Write out each entry again. Keep every word exactly as it is.

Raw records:
=-=-=-=-=

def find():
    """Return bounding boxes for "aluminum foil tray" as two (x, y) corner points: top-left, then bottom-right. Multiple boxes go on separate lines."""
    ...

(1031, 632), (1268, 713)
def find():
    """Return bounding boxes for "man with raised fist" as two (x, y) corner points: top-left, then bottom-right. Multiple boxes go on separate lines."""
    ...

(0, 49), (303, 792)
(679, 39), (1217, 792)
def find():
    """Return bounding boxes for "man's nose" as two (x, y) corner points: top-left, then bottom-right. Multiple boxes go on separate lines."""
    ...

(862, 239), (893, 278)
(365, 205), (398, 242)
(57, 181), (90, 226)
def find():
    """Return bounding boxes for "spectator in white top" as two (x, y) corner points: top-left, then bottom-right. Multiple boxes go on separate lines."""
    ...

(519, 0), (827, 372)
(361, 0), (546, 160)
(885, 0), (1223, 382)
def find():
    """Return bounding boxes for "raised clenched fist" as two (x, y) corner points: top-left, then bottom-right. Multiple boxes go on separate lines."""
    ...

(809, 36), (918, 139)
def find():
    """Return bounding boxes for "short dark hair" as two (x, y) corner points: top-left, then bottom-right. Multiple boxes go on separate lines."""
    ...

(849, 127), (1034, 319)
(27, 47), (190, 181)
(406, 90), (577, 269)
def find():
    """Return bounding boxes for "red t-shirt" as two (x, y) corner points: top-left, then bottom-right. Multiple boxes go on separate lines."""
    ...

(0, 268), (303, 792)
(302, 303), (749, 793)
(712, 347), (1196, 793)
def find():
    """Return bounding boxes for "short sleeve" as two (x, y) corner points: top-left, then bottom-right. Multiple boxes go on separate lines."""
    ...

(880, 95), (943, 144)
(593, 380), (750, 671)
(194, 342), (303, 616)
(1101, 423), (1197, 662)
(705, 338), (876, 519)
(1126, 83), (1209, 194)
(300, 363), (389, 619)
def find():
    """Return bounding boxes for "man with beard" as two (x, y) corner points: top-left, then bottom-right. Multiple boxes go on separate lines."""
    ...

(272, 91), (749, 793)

=-=-=-=-=

■ Output below:
def find():
    """Return bounding boxes for "aluminum foil tray" as two (x, y) corner points: top-left, then bottom-right. Multiple boxes go on separate lines."""
    ...

(1031, 632), (1268, 713)
def find():
    """Return bounding boxes for "man with raised fist" as two (x, y) corner points: top-left, then bottom-right. Multiple boxes go on separate lines."""
    ...

(0, 49), (303, 792)
(679, 39), (1217, 792)
def find():
    """Return bounding boxes for "man's nose" as two (x, y) corner points: top-left, then bottom-right. Multiple boxes go on separate lines."""
    ...

(862, 239), (893, 278)
(365, 205), (398, 242)
(57, 181), (90, 226)
def find():
    """Return bounding boxes for "spectator in white top" as two (x, y) corner points: top-left, then bottom-right. Multiple boxes go on separate lines."""
    ...

(519, 0), (827, 372)
(361, 0), (546, 160)
(885, 0), (1223, 382)
def find():
    """Return bounding boxes for "raised clenched fist" as two (x, y) corner points: top-left, then bottom-right. Multiple boxes go on separate lines."""
    ...

(809, 36), (918, 139)
def find():
    """Return bounding boxes for "short dark hair" as two (x, y) corner points: top-left, then bottom-right. Multiple boxes go on separate lines."""
    ...

(849, 127), (1034, 319)
(27, 47), (190, 181)
(406, 90), (577, 269)
def find():
    """Return bounding boxes for "red t-shirt" as two (x, y) corner points: top-left, then bottom-right. Multiple boxes go on separate lines."""
    ...

(0, 268), (303, 792)
(302, 303), (749, 793)
(712, 347), (1196, 793)
def find():
    """Return bounding boxes for "short sleeve" as two (x, y) corner points: top-left, then bottom-right. Multiple boxes go on separate lines."""
    ...

(880, 95), (943, 144)
(593, 380), (750, 671)
(194, 342), (303, 616)
(1101, 423), (1197, 662)
(705, 338), (876, 519)
(1126, 83), (1209, 194)
(300, 363), (389, 619)
def find():
    """Return bounding boxes for "man with beard" as two (x, y) corner points: top-left, then bottom-right. Multiple boxes go on separate lines."""
    ...

(272, 91), (749, 793)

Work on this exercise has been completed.